| INPUT FOR THIS TASK |
• • • • • • •

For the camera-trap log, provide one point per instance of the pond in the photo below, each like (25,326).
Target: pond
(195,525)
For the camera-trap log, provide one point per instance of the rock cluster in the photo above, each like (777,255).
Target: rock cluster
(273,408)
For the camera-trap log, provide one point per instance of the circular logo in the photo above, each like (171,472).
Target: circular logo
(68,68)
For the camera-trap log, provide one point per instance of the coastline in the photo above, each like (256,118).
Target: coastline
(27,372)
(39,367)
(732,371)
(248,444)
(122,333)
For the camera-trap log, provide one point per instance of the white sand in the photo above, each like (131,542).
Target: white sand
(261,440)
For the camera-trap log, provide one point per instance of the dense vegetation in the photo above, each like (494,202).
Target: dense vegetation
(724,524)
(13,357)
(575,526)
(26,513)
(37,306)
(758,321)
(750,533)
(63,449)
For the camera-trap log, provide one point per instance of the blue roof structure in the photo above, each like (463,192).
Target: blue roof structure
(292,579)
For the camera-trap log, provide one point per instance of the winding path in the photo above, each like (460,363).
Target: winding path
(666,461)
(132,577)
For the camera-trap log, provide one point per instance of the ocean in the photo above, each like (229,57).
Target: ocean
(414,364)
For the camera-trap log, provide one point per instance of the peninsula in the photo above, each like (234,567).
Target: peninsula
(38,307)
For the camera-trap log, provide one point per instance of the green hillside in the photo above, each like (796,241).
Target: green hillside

• • • • • • •

| WORK INSTRUCTIONS |
The whole set of records needs to be written out exactly.

| TASK ANSWER |
For the camera-trap log, provide one point per instance of the pond in the photo below, each like (25,326).
Target: pond
(195,525)
For the camera-trap log, provide one point per instance of the rock cluster in the photo above, each like (777,255).
Target: rock cluster
(273,408)
For the camera-trap log, provide one point per instance of the circular logo in the photo above, each like (171,472).
Target: circular logo
(68,68)
For the camera-trap log, provide one point per instance of the coastline in the photo above, each like (256,118).
Target: coastline
(27,372)
(39,367)
(732,371)
(248,444)
(122,333)
For the camera-trap log, provide one point per instance of the white sand in the photo above, each like (131,542).
Target: white sand
(261,440)
For the camera-trap log, provide one point per instance of the dense vegetation in the photo above, each like (494,202).
Target: dense vegetation
(724,524)
(13,357)
(575,526)
(26,513)
(37,306)
(758,321)
(750,533)
(63,449)
For the camera-trap log, provide one point per instance of the blue roof structure in the photo above, each like (463,192).
Target: blue roof structure
(292,579)
For the camera-trap log, provide one point per instance of the winding path in the photo above, each like (460,363).
Target: winding path
(666,461)
(132,577)
For the camera-trap log, provide one point per instance of the ocean in the photo above, each like (229,57).
Target: ocean
(414,364)
For the camera-trap log, provide one point per instance of the peninsula in the photo above, each like (234,567).
Target: peninsula
(38,307)
For the camera-trap log, provide one point per instance of the green hillside in the photo above, each like (796,241).
Target: green hillside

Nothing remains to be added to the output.